[Referring expression pointing data]

┌──

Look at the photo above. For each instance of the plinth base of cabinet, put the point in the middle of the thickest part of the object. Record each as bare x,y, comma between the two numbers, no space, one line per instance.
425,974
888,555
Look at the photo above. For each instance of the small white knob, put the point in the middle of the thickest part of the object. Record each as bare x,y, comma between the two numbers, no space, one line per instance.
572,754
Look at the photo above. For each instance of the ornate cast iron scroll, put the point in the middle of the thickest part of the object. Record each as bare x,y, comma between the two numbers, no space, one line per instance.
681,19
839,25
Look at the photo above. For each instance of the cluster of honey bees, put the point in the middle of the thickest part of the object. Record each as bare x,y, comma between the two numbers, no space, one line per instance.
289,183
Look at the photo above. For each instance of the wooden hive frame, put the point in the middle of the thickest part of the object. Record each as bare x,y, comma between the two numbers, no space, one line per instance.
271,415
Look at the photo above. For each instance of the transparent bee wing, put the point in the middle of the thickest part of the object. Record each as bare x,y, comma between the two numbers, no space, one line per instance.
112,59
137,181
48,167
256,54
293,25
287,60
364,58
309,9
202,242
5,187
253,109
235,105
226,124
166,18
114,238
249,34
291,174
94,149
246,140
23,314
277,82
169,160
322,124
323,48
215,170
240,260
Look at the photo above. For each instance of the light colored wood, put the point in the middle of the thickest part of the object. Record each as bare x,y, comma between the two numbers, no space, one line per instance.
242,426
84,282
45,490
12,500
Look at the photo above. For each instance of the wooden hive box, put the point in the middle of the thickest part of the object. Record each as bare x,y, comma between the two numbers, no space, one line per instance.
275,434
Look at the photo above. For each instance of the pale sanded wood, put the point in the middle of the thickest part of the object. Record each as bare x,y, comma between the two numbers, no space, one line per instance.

└──

Task brief.
Starting at the line that contains "hive box, put", copy every line down to the last line of the records above, exactly as written.

Solution to this problem.
Look at the photo above. For each instance of the wooden hive box, put the point in the middle of the thickest part of the object. Record each as bare x,y, comma between the two numbers, no space, one line per instance.
275,434
Look at the photo above. For each instance of the pale sanded wood, put the point in the middle of the thickest part of the object. Record each as bare x,y, comma between the two numbers, no space, one line per instance.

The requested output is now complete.